**TEXT UNDER STUDY**
According to a further embodiment of the invention, the enzyme preparation is optionally augmented with additional proteolytic, and cell wall degrading enzymes depending on the type of protein material used. Examples of such enzyme include but not limited to arabinase, protease, and /or beta glucanase, pentosanase, polygalactrunase, pectin methyl esterase, phytase, endocellulase, hemicellulase used either alone or in combination thereof.

According to a preferred embodiment of the invention, the enzyme preparation optionally further comprises at least one enzyme selected from enzymes having xylanase activity, mannanase activity, esterase activity, protease activity, phytase activity or amylase activity. According to an embodiment of the invention, the enzymes having xylanase activity of at least 5000 u/gm are incorporated. According to a preferred embodiment, xylanases having an activity between 5,000-30,000 u/gm are incorporated. Non-limiting example of xylanase incorporated in the invention is pentosanase.

According to an embodiment of the invention, the enzymes having mannanase activity of at least 10,000 u/gm are incorporated. According to a preferred embodiment, mannanases having an activity between 10,000-50,000 u/gm are incorporated.

According to an embodiment of the invention, the enzymes having esterase activity of at least 200 u/gm are incorporated. According to a preferred embodiment, esterases having an activity between 200- 1000 u/gm are incorporated. Non-limiting example of the enzyme having esterase activity is pectin methyl esterase.

**EXTRACTED MATERIAL**
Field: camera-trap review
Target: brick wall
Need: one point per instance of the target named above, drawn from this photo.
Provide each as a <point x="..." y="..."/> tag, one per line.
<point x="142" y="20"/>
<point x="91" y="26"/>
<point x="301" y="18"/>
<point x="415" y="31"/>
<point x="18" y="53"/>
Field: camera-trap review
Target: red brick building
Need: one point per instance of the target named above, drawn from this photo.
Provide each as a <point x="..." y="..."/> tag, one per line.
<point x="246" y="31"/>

**TASK PROMPT**
Answer the following from the text on the enzyme preparation:
(a) What activity range is preferred for the incorporated xylanases?
(b) What minimum activity is stated for the enzymes having mannanase activity?
(c) Which enzyme is given as the non-limiting example of an enzyme having esterase activity?

**RESULT FOR THIS EXERCISE**
(a) Between 5,000 and 30,000 u/gm.
(b) At least 10,000 u/gm.
(c) Pectin methyl esterase.